▶ [WHAT TO WORK ON]: Put the part of the entries that opens with the line containing "Here's a bet: you won't be able to pinpoint the windscreen" and closes with the line containing "527 54 549 83" (both lines included) into a Markdown table with the columns Row and Line. Number each line, and leave out blank lines.

(Entries taken from a collection)
----

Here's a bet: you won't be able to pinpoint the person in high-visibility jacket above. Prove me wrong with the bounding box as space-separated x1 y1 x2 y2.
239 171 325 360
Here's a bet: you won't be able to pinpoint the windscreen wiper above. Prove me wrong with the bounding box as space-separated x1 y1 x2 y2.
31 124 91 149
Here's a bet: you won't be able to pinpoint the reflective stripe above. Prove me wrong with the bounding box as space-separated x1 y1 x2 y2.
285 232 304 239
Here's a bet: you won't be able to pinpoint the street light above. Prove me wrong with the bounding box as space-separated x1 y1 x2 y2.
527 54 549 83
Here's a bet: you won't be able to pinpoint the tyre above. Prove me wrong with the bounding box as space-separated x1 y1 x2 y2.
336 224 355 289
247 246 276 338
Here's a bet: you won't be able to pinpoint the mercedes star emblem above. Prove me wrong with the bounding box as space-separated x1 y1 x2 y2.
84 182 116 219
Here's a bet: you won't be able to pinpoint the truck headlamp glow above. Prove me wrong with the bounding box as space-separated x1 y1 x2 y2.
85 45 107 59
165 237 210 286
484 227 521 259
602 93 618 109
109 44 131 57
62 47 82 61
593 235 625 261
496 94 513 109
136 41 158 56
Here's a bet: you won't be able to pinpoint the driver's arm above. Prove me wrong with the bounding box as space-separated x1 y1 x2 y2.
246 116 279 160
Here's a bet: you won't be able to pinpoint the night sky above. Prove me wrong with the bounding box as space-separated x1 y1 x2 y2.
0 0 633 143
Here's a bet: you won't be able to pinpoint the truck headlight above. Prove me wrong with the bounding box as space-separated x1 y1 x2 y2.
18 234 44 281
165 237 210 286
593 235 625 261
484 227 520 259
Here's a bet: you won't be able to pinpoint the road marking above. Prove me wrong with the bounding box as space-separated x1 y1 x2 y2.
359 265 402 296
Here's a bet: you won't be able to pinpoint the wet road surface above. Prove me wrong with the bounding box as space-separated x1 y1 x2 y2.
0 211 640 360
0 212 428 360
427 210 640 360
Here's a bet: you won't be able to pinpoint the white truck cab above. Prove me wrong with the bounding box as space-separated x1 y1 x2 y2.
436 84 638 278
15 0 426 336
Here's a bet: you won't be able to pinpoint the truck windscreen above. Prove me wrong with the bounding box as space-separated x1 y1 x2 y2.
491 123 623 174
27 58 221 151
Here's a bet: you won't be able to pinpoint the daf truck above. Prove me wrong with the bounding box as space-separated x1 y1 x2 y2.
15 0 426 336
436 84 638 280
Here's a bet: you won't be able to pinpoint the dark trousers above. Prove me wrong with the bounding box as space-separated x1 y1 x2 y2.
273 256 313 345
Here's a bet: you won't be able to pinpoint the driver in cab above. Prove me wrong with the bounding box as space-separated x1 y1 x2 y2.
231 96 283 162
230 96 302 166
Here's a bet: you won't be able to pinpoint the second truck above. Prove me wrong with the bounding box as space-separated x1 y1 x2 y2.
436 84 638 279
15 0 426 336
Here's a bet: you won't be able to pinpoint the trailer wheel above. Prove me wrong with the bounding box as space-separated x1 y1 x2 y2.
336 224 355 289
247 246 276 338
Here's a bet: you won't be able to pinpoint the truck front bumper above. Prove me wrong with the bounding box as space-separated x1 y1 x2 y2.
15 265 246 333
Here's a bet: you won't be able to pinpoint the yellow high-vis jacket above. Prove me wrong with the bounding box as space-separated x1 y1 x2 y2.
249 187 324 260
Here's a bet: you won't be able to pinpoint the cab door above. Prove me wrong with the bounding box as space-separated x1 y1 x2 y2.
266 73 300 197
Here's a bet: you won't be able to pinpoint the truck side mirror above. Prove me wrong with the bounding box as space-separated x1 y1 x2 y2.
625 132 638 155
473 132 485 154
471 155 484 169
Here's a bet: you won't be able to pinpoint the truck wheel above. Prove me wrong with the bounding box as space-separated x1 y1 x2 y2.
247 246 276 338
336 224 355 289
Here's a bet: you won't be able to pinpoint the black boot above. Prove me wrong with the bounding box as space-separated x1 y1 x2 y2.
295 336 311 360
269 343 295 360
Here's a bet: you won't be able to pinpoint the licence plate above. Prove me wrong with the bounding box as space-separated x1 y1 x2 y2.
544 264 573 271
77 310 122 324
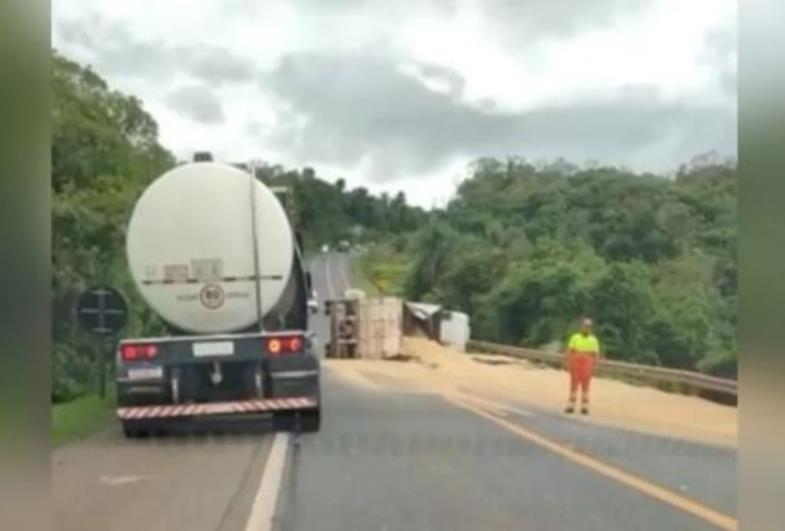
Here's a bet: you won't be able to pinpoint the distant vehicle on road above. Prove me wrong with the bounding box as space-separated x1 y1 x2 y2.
116 161 321 437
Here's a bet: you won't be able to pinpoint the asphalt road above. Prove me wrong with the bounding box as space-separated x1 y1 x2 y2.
52 251 736 531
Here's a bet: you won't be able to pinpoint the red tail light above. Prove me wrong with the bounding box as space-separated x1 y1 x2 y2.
267 336 304 356
120 343 158 361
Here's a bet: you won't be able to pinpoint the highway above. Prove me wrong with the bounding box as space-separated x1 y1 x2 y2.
52 254 736 531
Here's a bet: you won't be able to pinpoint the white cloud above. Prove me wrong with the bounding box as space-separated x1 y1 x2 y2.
52 0 736 206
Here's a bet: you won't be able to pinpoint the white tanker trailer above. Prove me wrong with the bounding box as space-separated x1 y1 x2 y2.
116 157 320 437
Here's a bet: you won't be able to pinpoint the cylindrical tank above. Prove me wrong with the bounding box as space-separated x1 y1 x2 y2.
126 162 299 333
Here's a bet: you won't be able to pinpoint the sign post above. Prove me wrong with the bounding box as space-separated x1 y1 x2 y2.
76 286 128 398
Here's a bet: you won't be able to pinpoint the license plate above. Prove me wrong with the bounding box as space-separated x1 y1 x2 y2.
193 341 234 358
128 367 164 380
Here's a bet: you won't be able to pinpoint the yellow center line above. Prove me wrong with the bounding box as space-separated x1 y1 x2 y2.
445 396 738 531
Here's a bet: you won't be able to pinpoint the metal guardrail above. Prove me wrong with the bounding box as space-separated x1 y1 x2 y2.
466 340 738 396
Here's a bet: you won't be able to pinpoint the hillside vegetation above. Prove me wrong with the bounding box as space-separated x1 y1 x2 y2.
52 52 737 401
405 157 738 377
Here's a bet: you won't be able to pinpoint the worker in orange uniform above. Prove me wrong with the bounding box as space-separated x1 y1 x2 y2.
564 318 600 415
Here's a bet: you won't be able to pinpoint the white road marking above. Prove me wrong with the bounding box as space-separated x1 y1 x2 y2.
99 476 154 487
506 406 535 417
245 433 289 531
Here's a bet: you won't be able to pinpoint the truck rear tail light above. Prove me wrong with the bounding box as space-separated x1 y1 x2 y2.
120 343 158 361
267 336 303 356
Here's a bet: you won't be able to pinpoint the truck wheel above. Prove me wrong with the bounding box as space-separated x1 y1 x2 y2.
123 422 150 439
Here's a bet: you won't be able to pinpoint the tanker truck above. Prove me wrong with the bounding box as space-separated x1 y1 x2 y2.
116 160 321 437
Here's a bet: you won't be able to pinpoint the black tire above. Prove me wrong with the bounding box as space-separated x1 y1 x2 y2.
300 408 322 433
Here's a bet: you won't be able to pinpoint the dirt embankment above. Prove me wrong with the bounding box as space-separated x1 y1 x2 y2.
327 337 737 446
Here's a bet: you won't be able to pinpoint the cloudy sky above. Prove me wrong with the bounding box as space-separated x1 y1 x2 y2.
52 0 737 206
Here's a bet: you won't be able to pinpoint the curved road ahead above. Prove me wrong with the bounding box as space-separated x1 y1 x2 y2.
52 254 736 531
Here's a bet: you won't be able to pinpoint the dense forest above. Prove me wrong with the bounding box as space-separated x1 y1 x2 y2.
52 52 737 401
405 156 737 377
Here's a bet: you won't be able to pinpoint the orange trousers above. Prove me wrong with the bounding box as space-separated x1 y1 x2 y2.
567 354 595 402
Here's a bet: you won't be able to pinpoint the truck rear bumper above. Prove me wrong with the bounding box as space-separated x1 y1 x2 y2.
117 397 319 421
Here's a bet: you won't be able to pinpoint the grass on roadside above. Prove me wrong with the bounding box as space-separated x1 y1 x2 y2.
51 390 115 446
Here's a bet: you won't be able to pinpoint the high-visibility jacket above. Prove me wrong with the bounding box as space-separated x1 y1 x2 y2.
568 332 600 357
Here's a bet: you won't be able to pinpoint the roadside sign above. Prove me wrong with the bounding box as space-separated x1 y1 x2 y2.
76 286 128 336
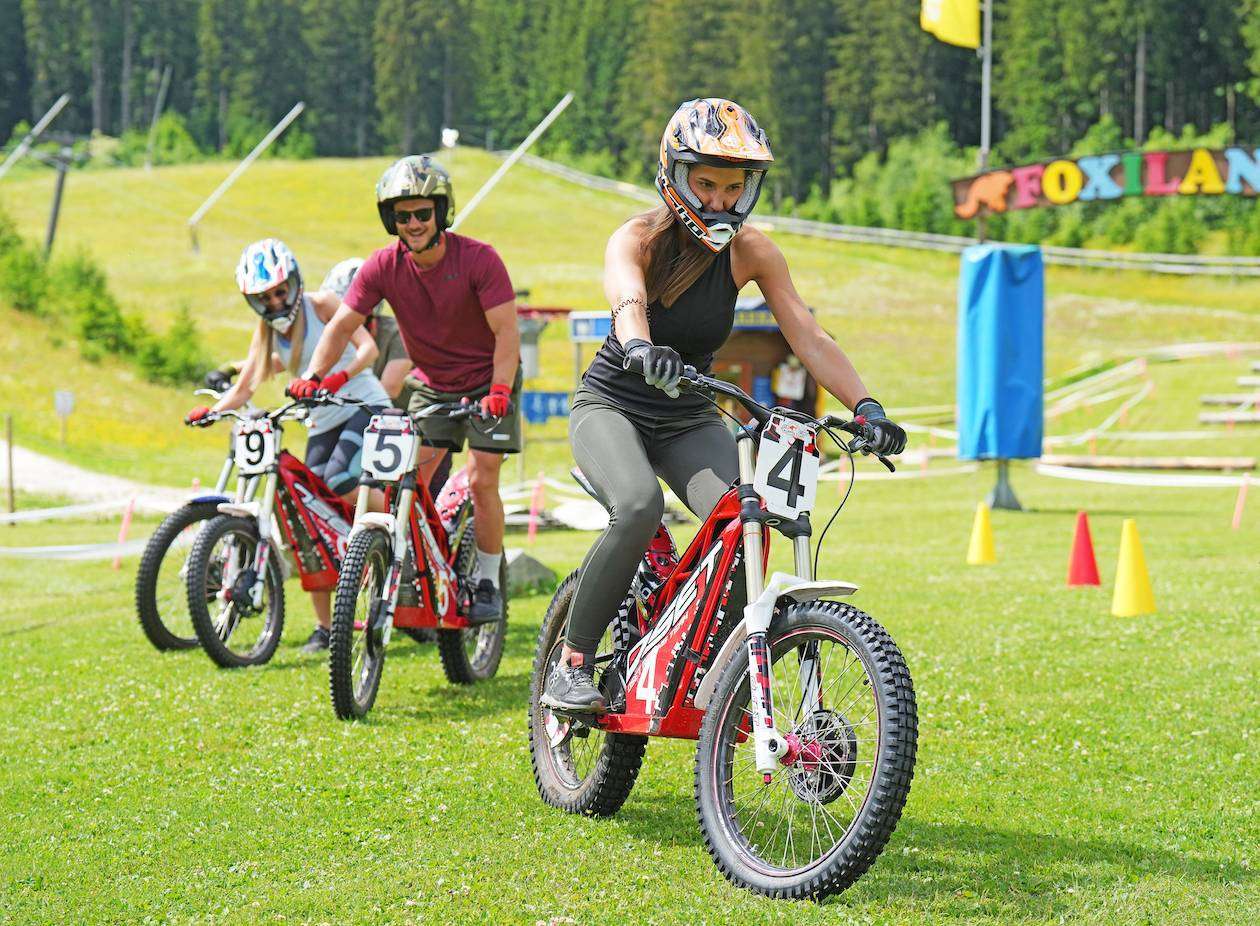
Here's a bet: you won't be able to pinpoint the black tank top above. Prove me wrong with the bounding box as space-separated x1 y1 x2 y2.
582 247 740 417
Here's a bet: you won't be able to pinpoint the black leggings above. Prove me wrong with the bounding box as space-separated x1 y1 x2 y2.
306 408 382 495
567 392 742 654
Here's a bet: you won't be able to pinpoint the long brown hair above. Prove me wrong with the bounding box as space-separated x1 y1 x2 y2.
640 205 717 309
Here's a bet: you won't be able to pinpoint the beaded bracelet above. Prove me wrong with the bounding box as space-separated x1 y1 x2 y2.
612 302 648 321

----

▶ [PROBLEM SOLUTION]:
| Row | Line |
|---|---|
| 1 | Here's a bet: you won't be able to pinpoint the windscreen wiper above. Prove me wrong with the bounding box as space-separated x1 y1 x2 y2. |
| 2 | 31 124 91 149 |
| 3 | Here's a bet: you won't be able to pinpoint the reflective stripe above. Prove me wrong with the bounding box as space-separated x1 y1 x2 y2. |
| 4 | 285 232 304 239 |
| 5 | Here's a bet: you won't be able to pinpoint the street light above. Prove me wrong with the bounding box as space-separated x1 y1 x2 y2. |
| 6 | 527 54 549 83 |